THE TASK - Continue the passage on drought-responsive lincRNAs from the point where it stops.
Segment Start: PASSAGE TO READ
From a total of 2,303 expressed lincRNAs detected in the samples, lincRNA transcripts were identified as being differentially expressed within various combinations of the watering conditions and growth stages (Table II). Of particular interest was the expression of lincRNAs within the reproductive tissues, for which we detected 208 and 112 lincRNAs up- and down-regulated in response to drought conditions, respectively. Among these were 160 transcripts with higher expression levels in reproductive as compared with vegetative tissues. Of these reproductive-specific lincRNAs, 32 and 25 were detected as up- or down-regulated in response to drought, respectively. Of the 208 lincRNAs up-regulated by drought in inflorescence tissue, five were down-regulated in the vegetative stage. Similarly, for the 112 lincRNAs down-regulated by drought in the inflorescence, six were up-regulated at the vegetative stage. These 11 lincRNAs appear to be responding to an abiotic stress, drought, in a manner that is dependent on the developmental stage.
Table II. LincRNAs are regulated by drought in both vegetative and reproductive stages.
Drought versus Control | Inflorescence versus Vegetative | Total | ||||
---|---|---|---|---|---|---|
Inflorescence | Vegetative | Down | Up | Not Differentially Expressed | ||
Down | Down | 4 | 3 | 3 | 10 | 112 |
Down | Not differentially expressed | 9 | 21 | 66 | 96 | |
Down | Up | 2 | 1 | 3 | 6 | |
Not differentially expressed | Down | 27 | 8 | 34 | 69 | 1,983 |
Not differentially expressed | Not differentially expressed | 192 | 90 | 1,574 | 1,856 | |
Not differentially expressed | Up | 22 | 5 | 31 | 58 | |
Up | Down | 3 | 1 | 1 | 5 | 208 |
Up | Not differentially expressed | 10 | 28 | 147 | 185 | |
Up | Up | 3 | 3 | 12 | 18 | |
Total | 272 | 160 | 1,871 | 2,303 |
A total of 447 lincRNAs were affected by drought in at least one comparison (Table II). To test whether these lincRNAs might be responding to potential EMF2b-mediated modulation, a contingency table analysis was performed (Supplemental Table S3). If there was a positive association between the emf2b lincRNAs and drought-affected lincRNAs, then the risk ratio (RR) should be greater than 1, which was not the case (RR = 0.366). Also, no positive association could be shown for drought-derepressed lincRNAs within inflorescences (RR = 0.336) or vegetative tissues (RR = 0.636). This meant that we could reject the hypothesis that the 1,617 lincRNAs negatively regulated in panicles by EMF2b also were enriched in the 447 drought-affected lincRNAs, the 208 inflorescence drought-enriched lincRNAs, or the 82 vegetative drought-enriched lincRNAs. However, a negative association was detected for the full set of 447 drought-affected lincRNAs (Fisher’s exact test, P = 5.2e-15) and the subset of 208 lincRNAs within the inflorescence (Fisher’s exact test, P = 3.0e-08). This is consistent with the class of lincRNAs negatively regulated by EMF2b in panicles not being the same class of lincRNAs derepressed by drought in reproductive tissues.
Segment End: PASSAGE TO READ
Segment Start: GIVEN ENTRIES
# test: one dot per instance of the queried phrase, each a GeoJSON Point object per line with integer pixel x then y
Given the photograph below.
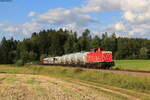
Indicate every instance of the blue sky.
{"type": "Point", "coordinates": [128, 18]}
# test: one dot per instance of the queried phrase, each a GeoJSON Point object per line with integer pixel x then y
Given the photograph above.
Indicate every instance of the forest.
{"type": "Point", "coordinates": [52, 42]}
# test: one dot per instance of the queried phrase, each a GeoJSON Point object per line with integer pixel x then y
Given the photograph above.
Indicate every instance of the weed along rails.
{"type": "Point", "coordinates": [96, 58]}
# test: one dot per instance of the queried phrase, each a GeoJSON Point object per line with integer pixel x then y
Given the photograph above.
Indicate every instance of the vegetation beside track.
{"type": "Point", "coordinates": [133, 64]}
{"type": "Point", "coordinates": [139, 83]}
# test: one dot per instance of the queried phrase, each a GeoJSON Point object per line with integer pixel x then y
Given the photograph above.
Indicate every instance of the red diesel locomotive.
{"type": "Point", "coordinates": [97, 58]}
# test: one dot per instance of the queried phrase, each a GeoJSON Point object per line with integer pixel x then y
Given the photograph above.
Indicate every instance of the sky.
{"type": "Point", "coordinates": [127, 18]}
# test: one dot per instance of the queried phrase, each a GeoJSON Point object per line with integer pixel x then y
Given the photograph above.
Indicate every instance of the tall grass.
{"type": "Point", "coordinates": [136, 82]}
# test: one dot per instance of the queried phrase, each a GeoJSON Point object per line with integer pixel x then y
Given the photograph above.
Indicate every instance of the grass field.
{"type": "Point", "coordinates": [135, 85]}
{"type": "Point", "coordinates": [133, 64]}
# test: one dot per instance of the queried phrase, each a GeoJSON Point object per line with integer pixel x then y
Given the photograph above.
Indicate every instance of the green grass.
{"type": "Point", "coordinates": [133, 64]}
{"type": "Point", "coordinates": [128, 81]}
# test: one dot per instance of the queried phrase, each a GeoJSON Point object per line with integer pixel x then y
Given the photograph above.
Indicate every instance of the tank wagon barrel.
{"type": "Point", "coordinates": [97, 58]}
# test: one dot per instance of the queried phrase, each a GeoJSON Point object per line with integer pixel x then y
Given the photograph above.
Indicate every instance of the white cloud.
{"type": "Point", "coordinates": [1, 25]}
{"type": "Point", "coordinates": [61, 16]}
{"type": "Point", "coordinates": [135, 18]}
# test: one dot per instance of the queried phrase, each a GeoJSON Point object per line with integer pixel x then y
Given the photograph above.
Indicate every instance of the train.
{"type": "Point", "coordinates": [97, 58]}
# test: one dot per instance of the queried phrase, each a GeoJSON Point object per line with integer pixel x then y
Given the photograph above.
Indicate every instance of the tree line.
{"type": "Point", "coordinates": [58, 42]}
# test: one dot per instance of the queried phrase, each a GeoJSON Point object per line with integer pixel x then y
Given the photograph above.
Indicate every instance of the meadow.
{"type": "Point", "coordinates": [133, 84]}
{"type": "Point", "coordinates": [133, 64]}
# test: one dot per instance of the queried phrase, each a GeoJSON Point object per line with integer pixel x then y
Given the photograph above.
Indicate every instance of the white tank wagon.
{"type": "Point", "coordinates": [97, 58]}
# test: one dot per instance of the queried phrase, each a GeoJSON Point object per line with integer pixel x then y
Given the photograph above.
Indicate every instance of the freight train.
{"type": "Point", "coordinates": [96, 58]}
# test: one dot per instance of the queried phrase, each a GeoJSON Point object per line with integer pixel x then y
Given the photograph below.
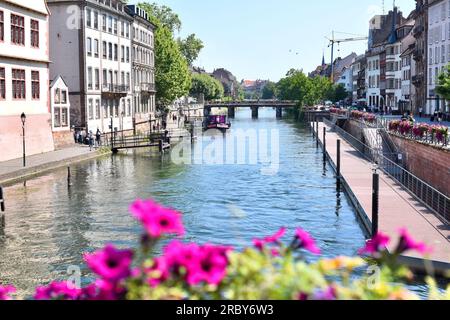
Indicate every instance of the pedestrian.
{"type": "Point", "coordinates": [98, 138]}
{"type": "Point", "coordinates": [90, 138]}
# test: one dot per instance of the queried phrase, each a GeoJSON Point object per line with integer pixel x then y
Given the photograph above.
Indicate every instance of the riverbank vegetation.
{"type": "Point", "coordinates": [271, 269]}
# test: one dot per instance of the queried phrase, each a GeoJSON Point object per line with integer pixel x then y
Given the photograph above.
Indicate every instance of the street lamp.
{"type": "Point", "coordinates": [23, 118]}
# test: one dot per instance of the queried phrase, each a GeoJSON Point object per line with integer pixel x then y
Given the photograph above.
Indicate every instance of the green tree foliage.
{"type": "Point", "coordinates": [206, 85]}
{"type": "Point", "coordinates": [190, 48]}
{"type": "Point", "coordinates": [172, 76]}
{"type": "Point", "coordinates": [162, 15]}
{"type": "Point", "coordinates": [269, 91]}
{"type": "Point", "coordinates": [443, 87]}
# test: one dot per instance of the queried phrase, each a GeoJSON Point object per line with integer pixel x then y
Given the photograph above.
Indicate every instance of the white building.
{"type": "Point", "coordinates": [24, 78]}
{"type": "Point", "coordinates": [91, 49]}
{"type": "Point", "coordinates": [373, 80]}
{"type": "Point", "coordinates": [439, 50]}
{"type": "Point", "coordinates": [143, 65]}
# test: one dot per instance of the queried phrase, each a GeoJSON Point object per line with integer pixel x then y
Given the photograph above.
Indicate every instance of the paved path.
{"type": "Point", "coordinates": [13, 169]}
{"type": "Point", "coordinates": [398, 208]}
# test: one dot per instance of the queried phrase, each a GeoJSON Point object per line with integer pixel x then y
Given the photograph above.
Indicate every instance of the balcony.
{"type": "Point", "coordinates": [417, 80]}
{"type": "Point", "coordinates": [418, 30]}
{"type": "Point", "coordinates": [417, 55]}
{"type": "Point", "coordinates": [115, 90]}
{"type": "Point", "coordinates": [148, 88]}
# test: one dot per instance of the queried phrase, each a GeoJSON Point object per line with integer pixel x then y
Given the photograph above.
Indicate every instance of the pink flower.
{"type": "Point", "coordinates": [329, 294]}
{"type": "Point", "coordinates": [110, 263]}
{"type": "Point", "coordinates": [6, 291]}
{"type": "Point", "coordinates": [375, 245]}
{"type": "Point", "coordinates": [407, 243]}
{"type": "Point", "coordinates": [57, 291]}
{"type": "Point", "coordinates": [195, 264]}
{"type": "Point", "coordinates": [305, 241]}
{"type": "Point", "coordinates": [156, 219]}
{"type": "Point", "coordinates": [260, 243]}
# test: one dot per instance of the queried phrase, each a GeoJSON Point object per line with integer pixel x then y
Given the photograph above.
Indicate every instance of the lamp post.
{"type": "Point", "coordinates": [23, 118]}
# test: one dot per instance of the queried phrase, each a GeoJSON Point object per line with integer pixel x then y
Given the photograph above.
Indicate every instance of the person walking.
{"type": "Point", "coordinates": [98, 138]}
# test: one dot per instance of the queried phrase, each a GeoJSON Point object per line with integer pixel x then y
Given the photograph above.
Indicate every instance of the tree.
{"type": "Point", "coordinates": [269, 91]}
{"type": "Point", "coordinates": [190, 48]}
{"type": "Point", "coordinates": [206, 85]}
{"type": "Point", "coordinates": [443, 85]}
{"type": "Point", "coordinates": [162, 15]}
{"type": "Point", "coordinates": [172, 75]}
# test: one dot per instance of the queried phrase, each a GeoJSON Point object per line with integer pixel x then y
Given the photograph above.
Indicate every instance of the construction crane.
{"type": "Point", "coordinates": [333, 41]}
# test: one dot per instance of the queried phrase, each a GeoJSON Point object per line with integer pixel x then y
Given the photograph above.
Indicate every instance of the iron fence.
{"type": "Point", "coordinates": [435, 200]}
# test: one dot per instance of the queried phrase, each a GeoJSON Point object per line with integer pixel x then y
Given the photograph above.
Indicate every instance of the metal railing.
{"type": "Point", "coordinates": [435, 200]}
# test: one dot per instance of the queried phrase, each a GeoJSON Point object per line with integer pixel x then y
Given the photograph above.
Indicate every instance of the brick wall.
{"type": "Point", "coordinates": [428, 163]}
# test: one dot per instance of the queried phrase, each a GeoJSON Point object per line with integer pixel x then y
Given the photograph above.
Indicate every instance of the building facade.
{"type": "Point", "coordinates": [24, 78]}
{"type": "Point", "coordinates": [143, 64]}
{"type": "Point", "coordinates": [420, 55]}
{"type": "Point", "coordinates": [95, 36]}
{"type": "Point", "coordinates": [438, 50]}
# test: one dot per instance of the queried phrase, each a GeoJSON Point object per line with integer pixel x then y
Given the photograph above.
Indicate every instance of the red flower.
{"type": "Point", "coordinates": [156, 219]}
{"type": "Point", "coordinates": [375, 245]}
{"type": "Point", "coordinates": [110, 263]}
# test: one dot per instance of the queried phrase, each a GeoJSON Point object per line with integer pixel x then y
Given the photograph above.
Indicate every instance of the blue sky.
{"type": "Point", "coordinates": [259, 39]}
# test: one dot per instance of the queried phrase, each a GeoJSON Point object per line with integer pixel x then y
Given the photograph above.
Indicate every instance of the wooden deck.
{"type": "Point", "coordinates": [398, 208]}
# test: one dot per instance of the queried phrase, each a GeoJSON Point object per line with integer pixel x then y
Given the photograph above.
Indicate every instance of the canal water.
{"type": "Point", "coordinates": [50, 225]}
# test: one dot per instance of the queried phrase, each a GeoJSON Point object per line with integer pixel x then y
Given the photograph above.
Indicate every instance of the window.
{"type": "Point", "coordinates": [97, 79]}
{"type": "Point", "coordinates": [115, 26]}
{"type": "Point", "coordinates": [17, 29]}
{"type": "Point", "coordinates": [89, 47]}
{"type": "Point", "coordinates": [2, 84]}
{"type": "Point", "coordinates": [35, 92]}
{"type": "Point", "coordinates": [18, 84]}
{"type": "Point", "coordinates": [109, 24]}
{"type": "Point", "coordinates": [91, 109]}
{"type": "Point", "coordinates": [96, 48]}
{"type": "Point", "coordinates": [110, 51]}
{"type": "Point", "coordinates": [104, 18]}
{"type": "Point", "coordinates": [105, 50]}
{"type": "Point", "coordinates": [97, 109]}
{"type": "Point", "coordinates": [90, 86]}
{"type": "Point", "coordinates": [34, 33]}
{"type": "Point", "coordinates": [2, 27]}
{"type": "Point", "coordinates": [89, 18]}
{"type": "Point", "coordinates": [95, 20]}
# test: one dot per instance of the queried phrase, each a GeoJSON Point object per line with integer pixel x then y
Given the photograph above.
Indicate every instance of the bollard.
{"type": "Point", "coordinates": [375, 202]}
{"type": "Point", "coordinates": [338, 164]}
{"type": "Point", "coordinates": [2, 201]}
{"type": "Point", "coordinates": [324, 144]}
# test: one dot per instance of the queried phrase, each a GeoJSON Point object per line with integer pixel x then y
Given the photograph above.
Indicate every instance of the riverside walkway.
{"type": "Point", "coordinates": [397, 207]}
Segment End: GIVEN ENTRIES
REPLY TO THE EXERCISE -
Conservation of LincRNAs across Cereals
For lncRNAs that typically show low nucleotide sequence conservation, RNA folding has been proposed to be as important as the nucleotide sequence for detecting conservation (Ulitsky et al., 2011). To facilitate the identification of lincRNA orthologs, the existence of synteny was used to greatly reduce the search space to syntenic regions between (1) O. sativa and B. distachyon and (2) O. sativa and maize. A novelty-detection SVM, using features extracted from two different alignments (Fig. 11), was used to identify lincRNAs that may be conserved at the sequence level, the structure level, or both (see “Materials and Methods”; Supplemental Results S2). This approach resulted in the identification of 70 lincRNA isoforms, with 43 uniquely syntenic to B. distachyon, five uniquely syntenic to maize, and 22 with representation in both B. distachyon and maize (Supplemental Fig. S7). Together, this corresponded to 10.2% of the O. sativa lincRNAs having homologs in B. distachyon and 4.2% of the O. sativa lincRNAs having homologs in maize.
The proportions of O. sativa lincRNAs with SVM-selected alignments for B. distachyon and maize were consistent with O. sativa being more closely related to B. distachyon than to maize (Hedges et al., 2015; http://www.timetree.org/) and are consistent with these lincRNAs being orthologous. However, despite the separation between O. sativa and B. distachyon and O. sativa and maize, medians of ∼47 and ∼48 million years, respectively (Hedges et al., 2015; http://www.timetree.org/ in December 2016), the similarity detected for many could conceivably be due to residual homology rather than to selection. To address this issue, the lincRNAs were aligned with the newly available genome sequence for O. glaberrima (African rice), a species distinct from Asian rice. The frequency of mismatches between O. sativa and O. glaberrima was used as an estimate of single-nucleotide polymorphisms (SNPs) for each lincRNA. This was similarly performed for intergenic regions and those of the coding sequence of protein-coding genes that were present on the relatively complete sequence of the short arm of chromosome 3 of O. glaberrima. From density plots of estimated SNP rate distributions, it can be seen, as expected, that the SNP rate for the protein-coding sequences is lower than that for intergenic regions (Fig. 12, A and B). The SVM-analyzed lincRNAs that had alignments with O. glaberrima sequences were divided into two groups: those that were selected by the SVM as novel and those that were not (i.e. homology and no homology detected; Fig. 12, A and C). Whereas the peak of the non-SVM-selected lincRNAs overlapped the distribution of similarity scores of the intergenic regions, that of the SVM-selected lincRNAs, although bimodal, mostly overlapped the distribution of coding sequence. This indicated that some of those lincRNAs selected by the SVM had an SNP rate distribution that is more similar to protein-coding regions than the intergenic regions, suggesting that these lincRNAs are conserved with their similarity retained due to selective processes.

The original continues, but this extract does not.